Update the material from its first line through the line containing "[(530, 19)]" by replacing "crop scouting" with "field inspection" and keeping everything else the same. Leave the pictures out of your answer.

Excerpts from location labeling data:

········

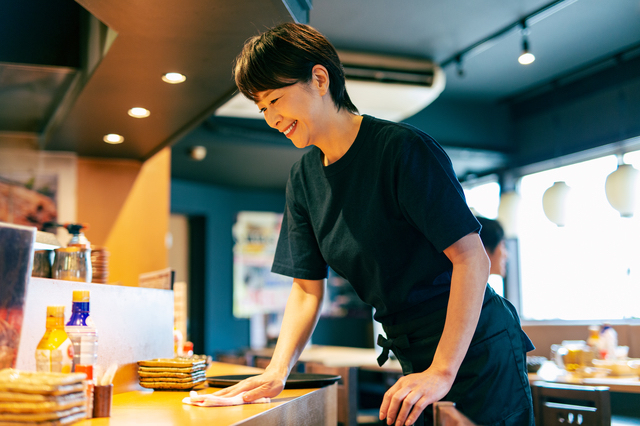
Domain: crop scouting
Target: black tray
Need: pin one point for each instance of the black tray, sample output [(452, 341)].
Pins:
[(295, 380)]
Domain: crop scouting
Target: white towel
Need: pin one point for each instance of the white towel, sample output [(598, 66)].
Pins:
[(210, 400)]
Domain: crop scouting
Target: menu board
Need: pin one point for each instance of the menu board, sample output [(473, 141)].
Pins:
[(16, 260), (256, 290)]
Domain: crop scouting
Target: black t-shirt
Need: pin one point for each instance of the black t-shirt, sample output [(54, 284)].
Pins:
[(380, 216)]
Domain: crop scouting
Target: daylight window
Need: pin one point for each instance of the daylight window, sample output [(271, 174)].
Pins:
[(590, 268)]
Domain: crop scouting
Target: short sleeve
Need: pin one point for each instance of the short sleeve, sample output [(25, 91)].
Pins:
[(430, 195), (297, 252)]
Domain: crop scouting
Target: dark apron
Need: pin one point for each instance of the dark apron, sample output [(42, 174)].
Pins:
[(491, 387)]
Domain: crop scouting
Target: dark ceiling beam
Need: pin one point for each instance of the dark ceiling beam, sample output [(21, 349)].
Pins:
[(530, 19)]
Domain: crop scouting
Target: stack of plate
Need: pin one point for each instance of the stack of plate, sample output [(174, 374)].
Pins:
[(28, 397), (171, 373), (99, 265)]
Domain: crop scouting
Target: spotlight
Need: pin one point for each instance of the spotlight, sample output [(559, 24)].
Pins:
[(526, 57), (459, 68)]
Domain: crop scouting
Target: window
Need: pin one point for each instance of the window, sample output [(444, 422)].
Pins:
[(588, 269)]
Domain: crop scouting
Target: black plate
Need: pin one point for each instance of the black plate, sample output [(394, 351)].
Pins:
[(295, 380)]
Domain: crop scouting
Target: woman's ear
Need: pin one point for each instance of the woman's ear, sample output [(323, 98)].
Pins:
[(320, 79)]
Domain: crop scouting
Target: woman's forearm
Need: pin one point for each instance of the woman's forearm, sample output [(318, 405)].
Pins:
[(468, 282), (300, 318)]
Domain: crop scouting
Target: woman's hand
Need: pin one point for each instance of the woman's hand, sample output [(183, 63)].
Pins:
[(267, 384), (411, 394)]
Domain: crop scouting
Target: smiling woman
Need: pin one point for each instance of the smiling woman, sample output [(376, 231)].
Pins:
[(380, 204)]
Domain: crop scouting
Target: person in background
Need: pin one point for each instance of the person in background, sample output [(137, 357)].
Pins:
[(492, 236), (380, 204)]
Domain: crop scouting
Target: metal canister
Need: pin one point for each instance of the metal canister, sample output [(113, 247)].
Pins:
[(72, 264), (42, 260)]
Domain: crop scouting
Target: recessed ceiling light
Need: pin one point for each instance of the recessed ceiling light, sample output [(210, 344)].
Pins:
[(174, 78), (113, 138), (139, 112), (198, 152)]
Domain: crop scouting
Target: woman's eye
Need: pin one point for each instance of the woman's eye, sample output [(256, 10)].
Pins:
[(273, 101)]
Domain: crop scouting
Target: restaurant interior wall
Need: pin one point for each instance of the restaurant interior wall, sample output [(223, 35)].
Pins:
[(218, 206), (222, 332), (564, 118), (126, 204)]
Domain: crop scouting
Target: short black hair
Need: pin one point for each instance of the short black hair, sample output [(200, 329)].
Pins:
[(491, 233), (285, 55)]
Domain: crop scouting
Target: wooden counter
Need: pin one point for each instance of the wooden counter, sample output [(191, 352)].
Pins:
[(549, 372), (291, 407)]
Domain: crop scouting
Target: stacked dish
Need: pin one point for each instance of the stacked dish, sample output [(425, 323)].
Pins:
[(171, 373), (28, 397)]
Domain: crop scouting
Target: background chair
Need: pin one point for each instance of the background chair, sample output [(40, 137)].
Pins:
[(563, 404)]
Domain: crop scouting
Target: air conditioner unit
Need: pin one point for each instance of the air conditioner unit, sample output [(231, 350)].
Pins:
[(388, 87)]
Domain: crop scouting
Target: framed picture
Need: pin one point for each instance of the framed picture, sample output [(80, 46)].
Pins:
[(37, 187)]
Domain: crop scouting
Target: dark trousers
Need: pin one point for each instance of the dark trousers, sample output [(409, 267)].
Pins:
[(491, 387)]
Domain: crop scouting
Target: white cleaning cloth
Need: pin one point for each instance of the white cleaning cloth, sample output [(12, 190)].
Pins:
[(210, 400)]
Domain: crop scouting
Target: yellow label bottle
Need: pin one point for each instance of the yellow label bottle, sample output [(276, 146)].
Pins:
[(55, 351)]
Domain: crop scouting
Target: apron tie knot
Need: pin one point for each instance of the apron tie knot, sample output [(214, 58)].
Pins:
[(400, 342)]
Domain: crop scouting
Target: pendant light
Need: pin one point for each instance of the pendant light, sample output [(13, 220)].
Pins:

········

» **Correct output**:
Domain: field inspection
Target: black tray
Need: pin one point for each instance of the black tray, sample output [(452, 341)].
Pins:
[(295, 380)]
Domain: field inspection
Target: white towel
Need: pin one point for each instance of the white towel, sample output [(598, 66)].
Pins:
[(210, 400)]
Domain: field inspection
Target: menu board
Need: pin one point for each instance of the menu board, sample output [(473, 141)].
Pins:
[(16, 260), (256, 290)]
Domain: field inspection
Target: black t-shirt
Need: pin one point for each instance of the black t-shirt, sample output [(54, 284)].
Pins:
[(380, 216)]
Domain: field inspection
Target: daylight window
Need: pin one point for each instance of the daylight window, sample output [(271, 174)].
Pins:
[(590, 268)]
Domain: field inspection
Target: short sleeve
Need: pin one point for each instance of the short sleeve, sample output [(25, 91)].
Pins:
[(430, 195), (297, 252)]
Domain: field inspection
Target: dark apron
Need: pin one point for each instance of the dark apron, sample output [(42, 174)].
Pins:
[(491, 387)]
Domain: field inspection
Target: dark ceiling beam
Need: pin one point for each instance of the dark ceiling beam, sample output [(21, 349)].
Pins:
[(530, 19)]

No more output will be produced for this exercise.